#### [Text]
This package provides some simple utilities for working with functions. It's purpose is to provide some of the core capabilities to enable a more functional style of programming.
mkjpryor/function-utils
can be installed via Composer:
php composer.phar require mkjpryor/function-utils dev-master
All functions are in the Mkjp\FunctionUtils
namespace. To import them into your code, use the use function
syntax (PHP 5.6+).
_()
Returns a placeholder object for use with bind
below.
bind(callable $f, ...$bound)
Binds the first n arguments of $f
to the given arguments, returning a new function that accepts the rest of the arguments before calling $f
.
When binding arguments, a placeholder (see _()
) can be given to indicate that the argument will be given later.
Example:
function add($a, $b, $c) { return $a + $b + $c; }
$add = bind('add', 1, _(), 3);
echo $add(2); // Calls $f(1, 2, 3) and prints 6
compose(...$fns)
Returns a new function that is the composition of the given functions from left to right, i.e. given these functions
function f($x) { /* something */ };
function g($x) { /* something */ };
function h($x) { /* something */ };
$fn = compose('f', 'g', 'h');
the following holds
$fn($x) === h(g(f($x)));
The returned function will take as many arguments as the first function. All other given functions should take a single argument.
Example:
function add($x, $y) { return $x + $y; }
function double($x) { return $x * 2; }
$fn = compose('add', 'double');
// The returned function takes the same arguments as add
echo $fn(1, 2); // Prints 6
curry(callable $f, $n = -1)

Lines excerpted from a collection
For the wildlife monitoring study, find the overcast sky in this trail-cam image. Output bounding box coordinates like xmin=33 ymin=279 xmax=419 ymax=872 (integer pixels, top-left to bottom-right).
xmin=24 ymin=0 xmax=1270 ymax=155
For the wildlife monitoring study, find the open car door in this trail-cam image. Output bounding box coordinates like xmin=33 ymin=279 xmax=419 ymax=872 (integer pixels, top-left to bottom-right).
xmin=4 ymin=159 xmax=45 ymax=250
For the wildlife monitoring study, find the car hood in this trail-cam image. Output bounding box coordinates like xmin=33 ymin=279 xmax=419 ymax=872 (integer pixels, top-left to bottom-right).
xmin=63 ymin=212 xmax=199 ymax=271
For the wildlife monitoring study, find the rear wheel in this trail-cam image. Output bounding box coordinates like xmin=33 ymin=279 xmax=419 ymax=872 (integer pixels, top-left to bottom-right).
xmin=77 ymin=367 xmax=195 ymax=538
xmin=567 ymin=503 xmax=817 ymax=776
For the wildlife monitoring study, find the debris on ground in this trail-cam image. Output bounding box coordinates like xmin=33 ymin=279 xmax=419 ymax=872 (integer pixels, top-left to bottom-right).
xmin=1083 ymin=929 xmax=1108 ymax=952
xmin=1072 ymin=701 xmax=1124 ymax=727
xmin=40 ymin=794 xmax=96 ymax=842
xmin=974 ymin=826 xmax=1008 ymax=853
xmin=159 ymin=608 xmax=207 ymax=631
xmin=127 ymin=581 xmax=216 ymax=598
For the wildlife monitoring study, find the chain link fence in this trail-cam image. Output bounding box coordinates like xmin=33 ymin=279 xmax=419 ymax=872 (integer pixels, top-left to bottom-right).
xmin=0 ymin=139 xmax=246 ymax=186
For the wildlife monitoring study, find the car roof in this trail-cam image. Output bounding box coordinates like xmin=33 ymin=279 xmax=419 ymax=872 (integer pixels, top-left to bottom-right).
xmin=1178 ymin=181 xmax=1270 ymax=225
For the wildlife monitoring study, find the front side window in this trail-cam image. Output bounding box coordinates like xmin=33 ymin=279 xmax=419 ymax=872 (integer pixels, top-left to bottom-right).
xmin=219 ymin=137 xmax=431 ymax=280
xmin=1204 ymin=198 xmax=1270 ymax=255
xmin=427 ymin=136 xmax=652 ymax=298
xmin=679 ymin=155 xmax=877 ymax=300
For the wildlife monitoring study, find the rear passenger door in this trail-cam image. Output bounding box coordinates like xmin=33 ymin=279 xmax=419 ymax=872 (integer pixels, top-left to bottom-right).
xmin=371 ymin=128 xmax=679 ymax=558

#### [Problem to solve]
Pick up the documentation for the PHP function utilities package after its last line, "curry(callable $f, $n = -1)", and continue writing it.

#### [Response for this exercise]
Takes a callable that takes several arguments and converts it into a cascade of functions of a single argument, e.g. given a function
$f = function($x1, $x2, $x3) { /* something */ };
curry($f)
produces a new function $g
such that
$g = function($x1) {
return function($x2) use($x1) {
return function($x3) use($x1, $x2) {
return $f($x1, $x2, $x3);
};
};
};
By default, curry
"curries" all the required arguments of a function. If $n
is given, the "cascade of functions" is created for exactly that many arguments. This is useful for functions that are variadic or have optional arguments.
Since PHP doesn't currently support function call dereferencing (e.g. $f(1)(2)(3)
), this is of limited use for stylistic purposes. However, functions that behave in this way (i.e. returning new functions until all their arguments are given) can be useful in functional programming (which is why all functions in Haskell are automatically curried).
Example:
function add($x, $y, $z) { return $x + $y + $z; }
$curried = curry('add');
// If we had function call dereferencing, this could be written $curried(1)(2)(3)
$tmp = $curried(1);
$tmp = $tmp(2);
echo $tmp(3); // Prints 6
flip(callable $f)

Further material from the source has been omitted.